- **PARTS OF THE EXERCISE**:
(a) In the Instagram thread, copy word for word the passage starting with "I loose probably" and going on through "the most interaction.".
(b) In the Instagram thread, what does Destin say Instagram is used for more than anything?

- **PASSAGE GIVEN**:
┄┄┄┄┄┄

# Instagram kind of sucks.



## nerwin (Sep 25, 2017)

I spend so much time on Instagram because I'm trying to get more followers and likes. I have to post certain photos, certain editing style, certain times of the day, certain hashtags and follow trends. It's an incredible amount of work to just get 15+ followers and then to only have them all unfollow you within minutes if you don't follow them back and it makes you depressed because you've spent hours doing it all that work.

I loose probably and hour or two a night of sleep because I have to stay up and do my "Instagram work" around 11pm - midnight because that is when my account apparently gets the most interaction.

Recently I had a follower comment on a photo of mine and they said they will unfollow me if I don't share my camera settings. I'm like what the heck? Seriously? Now you get threats of unfollow if you don't conform to them?

I hate it. This is not the way it should be. But that's the way it is on Instagram if you want to get any kind of exposure on that social media platform.

The thing is, you can't compete with a billion other users who have thousands upon thousands of followers which are probably not even real people to begin with anyways because more than half of them are probably bots & paid followers.

If you really think about it, Instagram isn't a photography app anymore. It's a lifestyle app. People's Instagram accounts are highlight reels in which portrays them as having an amazing life but they probably are having the same problems with life we all experience. It's just a persona.

So I thought about just deleting my account and moving on with my life but I was reluctant, why? Even though I don't have many followers or get many likes on my photos, I have connected with a handful of awesome other photographers and people who I have similar interests with whom I'd never would've met if it wasn't for Instagram.

Which leads me to another point. It should never be about quantity, but quality. I'm not saying necessarily quality work, because we all can't produce National Geographic quality work every day but what I'm saying is finding people to connect with who inspire each other and communicate frequently with is so much more important than getting that extra like or follower who will probably just unfollow you anyways.

What are your thoughts on Instagram? I don't what to do whether or not I should abandoned it or  continue to use the platform but not participate in so called Instagram mafia?

Yes, it was kind of a rant, but I felt like getting it off my chest since it's been on my mind for a while. It's just weird because I don't have this same feeling with Flickr or Facebook. Instagram is a whole different world of people.


----------



## Destin (Sep 25, 2017)

I use Instagram but I don’t really care how many followers I have. I don’t put that much thought into it.. just another fun way to share my images. 

In reality I use Instagram more to get inspiration and to find new photo locations than anything.


----------



## Braineack (Sep 25, 2017)

you just figured it out?


----------



## tirediron (Sep 25, 2017)

nerwin said:


> ...What are your thoughts on Instagram? ...

┄┄┄┄┄┄

- **SOURCE EXCERPT**:
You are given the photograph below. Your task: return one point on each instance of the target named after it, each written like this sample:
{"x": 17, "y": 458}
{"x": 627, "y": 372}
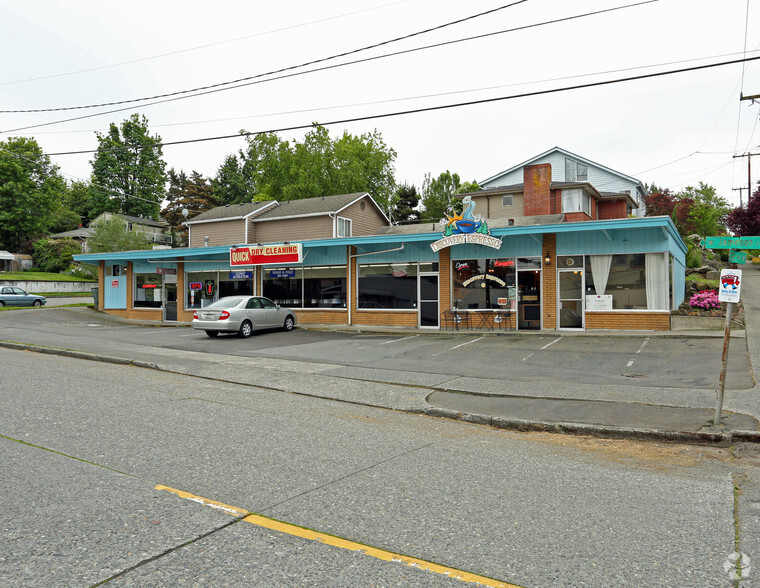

┄┄┄┄┄┄

- **PER-TASK OUTPUTS**:
(a)
I loose probably and hour or two a night of sleep because I have to stay up and do my "Instagram work" around 11pm - midnight because that is when my account apparently gets the most interaction.

(b) Getting inspiration and finding new photo locations.